> [EXERCISE SET]
1 - In the post on request routing below, transcribe the part that opens with the words containing "Please let me" and closes with "for an answer.".
2 - Answer these questions from the post on request routing below:
(a) How long is the timeout for an Accepted?
(b) How long can a CHK block transfer take before it is turned into a "turtle" request?
(c) At what priority are the inserts that follow successful requests queued?

> [DOCUMENT]
....
On Thursday 26 February 2009 11:53:53 Oskar Sandberg wrote:
> On Thu, Feb 26, 2009 at 11:28 AM, Matthew Toseland <
> [email protected]> wrote:
> 
> > 1 in 200 successful requests results in an insert.
> 
> We definitely need to have a list of all numbers like this (whose values are
> chosen more or less out of the blue).
> 
> // oskar

Okay, I'll give it a go ... I have BCC'ed to devl since it may be of interest 
to folk more widely. Really it should be on a wiki page...

Please let me know if there is a specific area I've missed out (there are 
probably many...) or you need more detail on!

ROUTING A REQUEST:
First, we check for recent valid offers for the key we are after. If any node 
has recently offered the key we are interested in, we send a special request 
to the node. This has a short timeout for starting the transfer, to 
discourage nodes from advertising keys they don't have (nodes can in any case 
only advertise keys we have requested from them in the recent past).

Otherwise, we decrement the HTL, route the request, and wait for an answer. 
There is a 10 second timeout for an Accepted. We can get a RejectedLoop, in 
which case we move on to the next node, or a RejectedOverload, which can be 
local or non-local: if it is local, we backoff that node and move on, if it 
is non-local we just pass it on for load limiting.

Once we have Accepted, we can get a DataNotFound (terminal failure, run out of 
HTL), a DataFound (for SSKs this is 3 messages, for CHKs it results in a 
block transfer, either way it is terminal), a RouteNotFound (reroute), or a 
timeout. RecentlyFound, a fatal failure with a specific timeout which we 
shouldn't retry before, may or may not be implemented in future as a 
throttling mechanism. We wait for 2 minutes for this.

Once we start a block transfer for a CHK, it can fail, resulting in a long 
backoff (separate from RejectedLoop backoff), and if the transfer takes more 
than 60 seconds we turn it into a "turtle" request i.e. we fail the 
downstream transfer and receive the data just for ourself (when/if we have 
fetched it we will offer the downstream nodes the data). There are severe 
limits on turtles: 10 total, 2 per key, 3 per peer, however this change 
appears to have greatly increased the maximum transfer rate achievable on 
fast nodes.

One in every 200 successful requests results in an insert for the data just 
downloaded. These are queued on the request starters like normal inserts, but 
at maximum priority.

LOAD LIMITING:
We keep a global AIMD window, that is we keep a "window size" number which is 
increased by some number when a request is successful, and decreased by some 
factor when a request is not successful. This is using a formula that should 
be compatible with TCP. Success includes DNF: only timeouts and 
RejectedOverload's whether local or relayed, and transfer failures, count as 
failures. For each type of requests (CHK fetch, SSK fetch, CHK insert, SSK 
insert) we keep a round-trip time.
....
> [DATA SHOWN]
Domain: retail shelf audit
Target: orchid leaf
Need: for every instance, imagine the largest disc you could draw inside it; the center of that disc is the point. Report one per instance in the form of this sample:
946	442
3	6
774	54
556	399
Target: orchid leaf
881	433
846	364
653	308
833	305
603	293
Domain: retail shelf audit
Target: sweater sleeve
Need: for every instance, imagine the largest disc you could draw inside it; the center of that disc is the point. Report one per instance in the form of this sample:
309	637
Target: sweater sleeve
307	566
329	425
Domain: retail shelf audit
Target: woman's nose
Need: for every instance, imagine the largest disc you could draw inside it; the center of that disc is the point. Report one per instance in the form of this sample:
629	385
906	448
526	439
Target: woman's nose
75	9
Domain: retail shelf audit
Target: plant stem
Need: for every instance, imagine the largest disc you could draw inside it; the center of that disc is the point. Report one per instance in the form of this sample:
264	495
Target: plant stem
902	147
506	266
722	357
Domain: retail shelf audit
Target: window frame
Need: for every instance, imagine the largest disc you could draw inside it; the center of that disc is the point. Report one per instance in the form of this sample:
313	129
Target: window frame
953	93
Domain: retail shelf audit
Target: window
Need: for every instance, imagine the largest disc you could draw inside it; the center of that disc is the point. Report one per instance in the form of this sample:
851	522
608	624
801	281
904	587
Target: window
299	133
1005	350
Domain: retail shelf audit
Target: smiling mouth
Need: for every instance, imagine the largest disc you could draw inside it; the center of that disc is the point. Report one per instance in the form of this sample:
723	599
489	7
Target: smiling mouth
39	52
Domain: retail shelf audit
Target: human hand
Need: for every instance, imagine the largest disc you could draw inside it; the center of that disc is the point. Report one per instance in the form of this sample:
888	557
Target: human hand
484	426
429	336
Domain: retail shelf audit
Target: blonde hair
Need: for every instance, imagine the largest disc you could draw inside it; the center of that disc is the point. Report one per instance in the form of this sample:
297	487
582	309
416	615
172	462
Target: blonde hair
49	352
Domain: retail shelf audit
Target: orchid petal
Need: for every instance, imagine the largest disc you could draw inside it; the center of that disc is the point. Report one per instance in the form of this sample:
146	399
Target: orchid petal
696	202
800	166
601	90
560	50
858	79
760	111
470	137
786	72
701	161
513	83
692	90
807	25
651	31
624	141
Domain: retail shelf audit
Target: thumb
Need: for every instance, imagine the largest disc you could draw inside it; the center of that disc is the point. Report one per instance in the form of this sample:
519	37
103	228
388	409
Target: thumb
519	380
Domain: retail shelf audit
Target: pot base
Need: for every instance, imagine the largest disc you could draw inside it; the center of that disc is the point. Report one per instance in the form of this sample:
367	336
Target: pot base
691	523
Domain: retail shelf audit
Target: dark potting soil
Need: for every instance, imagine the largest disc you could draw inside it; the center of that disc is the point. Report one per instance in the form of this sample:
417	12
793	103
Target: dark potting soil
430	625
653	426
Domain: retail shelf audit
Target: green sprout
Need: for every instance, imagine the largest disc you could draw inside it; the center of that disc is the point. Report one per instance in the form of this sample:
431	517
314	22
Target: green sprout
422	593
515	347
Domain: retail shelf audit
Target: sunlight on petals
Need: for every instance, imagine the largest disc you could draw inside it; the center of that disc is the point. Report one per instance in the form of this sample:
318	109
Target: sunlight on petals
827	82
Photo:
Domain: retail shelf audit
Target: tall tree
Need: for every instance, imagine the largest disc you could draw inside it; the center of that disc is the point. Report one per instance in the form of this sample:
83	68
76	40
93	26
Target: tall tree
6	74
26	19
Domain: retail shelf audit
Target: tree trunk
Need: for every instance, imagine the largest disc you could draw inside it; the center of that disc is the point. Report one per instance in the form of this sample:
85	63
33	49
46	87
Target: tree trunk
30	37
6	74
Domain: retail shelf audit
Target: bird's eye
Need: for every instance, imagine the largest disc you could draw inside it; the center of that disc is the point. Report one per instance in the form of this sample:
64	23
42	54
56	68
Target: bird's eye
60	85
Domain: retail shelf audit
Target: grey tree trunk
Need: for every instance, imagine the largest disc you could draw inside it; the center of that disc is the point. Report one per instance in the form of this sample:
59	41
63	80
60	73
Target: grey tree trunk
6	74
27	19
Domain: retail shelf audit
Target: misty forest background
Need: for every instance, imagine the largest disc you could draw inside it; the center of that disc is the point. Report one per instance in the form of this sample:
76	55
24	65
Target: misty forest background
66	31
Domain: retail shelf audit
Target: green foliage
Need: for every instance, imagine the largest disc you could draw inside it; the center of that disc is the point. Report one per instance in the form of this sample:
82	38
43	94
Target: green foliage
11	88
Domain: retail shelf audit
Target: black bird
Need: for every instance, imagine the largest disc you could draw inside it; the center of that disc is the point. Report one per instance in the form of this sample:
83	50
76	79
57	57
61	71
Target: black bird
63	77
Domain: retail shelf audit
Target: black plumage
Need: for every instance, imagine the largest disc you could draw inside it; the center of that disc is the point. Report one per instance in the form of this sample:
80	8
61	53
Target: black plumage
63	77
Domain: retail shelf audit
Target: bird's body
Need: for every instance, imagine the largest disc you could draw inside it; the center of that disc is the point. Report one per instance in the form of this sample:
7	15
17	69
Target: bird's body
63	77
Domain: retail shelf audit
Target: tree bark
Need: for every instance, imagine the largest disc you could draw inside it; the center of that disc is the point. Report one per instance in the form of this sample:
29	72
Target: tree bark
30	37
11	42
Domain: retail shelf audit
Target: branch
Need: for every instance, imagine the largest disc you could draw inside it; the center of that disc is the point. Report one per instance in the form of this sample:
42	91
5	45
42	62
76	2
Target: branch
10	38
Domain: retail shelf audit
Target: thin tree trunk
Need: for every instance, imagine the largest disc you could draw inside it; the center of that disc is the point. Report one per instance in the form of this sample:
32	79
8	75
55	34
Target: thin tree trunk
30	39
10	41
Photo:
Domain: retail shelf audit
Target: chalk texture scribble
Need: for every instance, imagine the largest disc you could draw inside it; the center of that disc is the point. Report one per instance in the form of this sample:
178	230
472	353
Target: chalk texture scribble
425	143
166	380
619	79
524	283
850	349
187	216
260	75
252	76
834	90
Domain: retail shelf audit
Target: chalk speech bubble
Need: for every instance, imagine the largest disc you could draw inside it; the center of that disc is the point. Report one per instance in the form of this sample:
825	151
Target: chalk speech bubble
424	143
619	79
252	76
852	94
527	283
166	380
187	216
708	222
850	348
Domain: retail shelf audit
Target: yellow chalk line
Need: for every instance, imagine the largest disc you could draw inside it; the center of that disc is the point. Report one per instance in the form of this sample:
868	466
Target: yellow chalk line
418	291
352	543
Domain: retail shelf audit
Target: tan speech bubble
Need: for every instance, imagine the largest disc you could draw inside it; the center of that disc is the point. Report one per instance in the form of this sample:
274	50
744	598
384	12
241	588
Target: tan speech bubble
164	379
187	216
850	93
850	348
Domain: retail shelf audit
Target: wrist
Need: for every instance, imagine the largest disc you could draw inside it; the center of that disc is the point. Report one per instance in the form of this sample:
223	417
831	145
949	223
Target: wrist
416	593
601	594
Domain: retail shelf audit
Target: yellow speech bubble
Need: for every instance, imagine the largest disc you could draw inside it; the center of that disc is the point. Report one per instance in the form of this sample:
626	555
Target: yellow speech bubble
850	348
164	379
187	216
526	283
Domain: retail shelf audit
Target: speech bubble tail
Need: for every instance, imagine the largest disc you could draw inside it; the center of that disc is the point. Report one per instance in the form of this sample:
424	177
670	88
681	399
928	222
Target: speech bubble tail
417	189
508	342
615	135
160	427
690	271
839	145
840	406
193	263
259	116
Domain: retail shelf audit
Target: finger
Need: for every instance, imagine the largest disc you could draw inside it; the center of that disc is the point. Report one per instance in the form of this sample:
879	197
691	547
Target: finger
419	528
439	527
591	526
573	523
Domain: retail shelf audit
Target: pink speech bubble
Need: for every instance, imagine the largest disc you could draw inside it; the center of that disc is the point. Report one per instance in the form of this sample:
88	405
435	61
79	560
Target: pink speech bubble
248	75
....
> [TASK-BY-TASK RESULTS]
1 -
Please let me know if there is a specific area I've missed out (there are 
probably many...) or you need more detail on!

ROUTING A REQUEST:
First, we check for recent valid offers for the key we are after. If any node 
has recently offered the key we are interested in, we send a special request 
to the node. This has a short timeout for starting the transfer, to 
discourage nodes from advertising keys they don't have (nodes can in any case 
only advertise keys we have requested from them in the recent past).

Otherwise, we decrement the HTL, route the request, and wait for an answer.

2 -
(a) 10 seconds.
(b) 60 seconds.
(c) Maximum priority.